Saved entries:
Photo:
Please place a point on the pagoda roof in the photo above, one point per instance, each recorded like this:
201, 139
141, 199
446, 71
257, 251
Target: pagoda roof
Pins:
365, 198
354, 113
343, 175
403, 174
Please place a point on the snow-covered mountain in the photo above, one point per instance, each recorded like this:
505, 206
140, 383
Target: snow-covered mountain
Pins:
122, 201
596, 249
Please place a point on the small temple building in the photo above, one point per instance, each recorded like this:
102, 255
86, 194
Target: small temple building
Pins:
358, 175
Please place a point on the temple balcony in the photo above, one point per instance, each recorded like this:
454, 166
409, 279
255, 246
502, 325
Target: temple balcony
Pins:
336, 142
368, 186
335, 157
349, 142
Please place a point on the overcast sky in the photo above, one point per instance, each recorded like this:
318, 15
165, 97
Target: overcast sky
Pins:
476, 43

● Work order
Repeat every entry above exactly, leaving nothing out.

● Your solution
Photo:
Please place a point on the pagoda roof in the photo above, one point per instance, each recorded like this:
201, 139
141, 199
446, 71
257, 251
Target: pagoda roof
Pins:
365, 198
354, 113
343, 175
403, 174
Please place a point on the snow-covered mountain in the photo above, one point per instance, each recorded like this:
505, 206
140, 383
Target: snow-covered mountain
Pins:
122, 201
596, 249
Please place a point on the small temple building in the photo above, one point per instance, each recorded like this:
102, 255
86, 194
Target: small temple building
Pins:
358, 175
Please place a point on the temple balcony in the photo above, one point per instance, each recorded like this:
454, 166
409, 279
255, 246
502, 325
Target: temple balcony
Pins:
336, 142
368, 186
335, 157
349, 142
Please place a point on the overcast sky in the photo above, one point per instance, each recorded like this:
318, 15
165, 97
Target: overcast sky
Pins:
476, 43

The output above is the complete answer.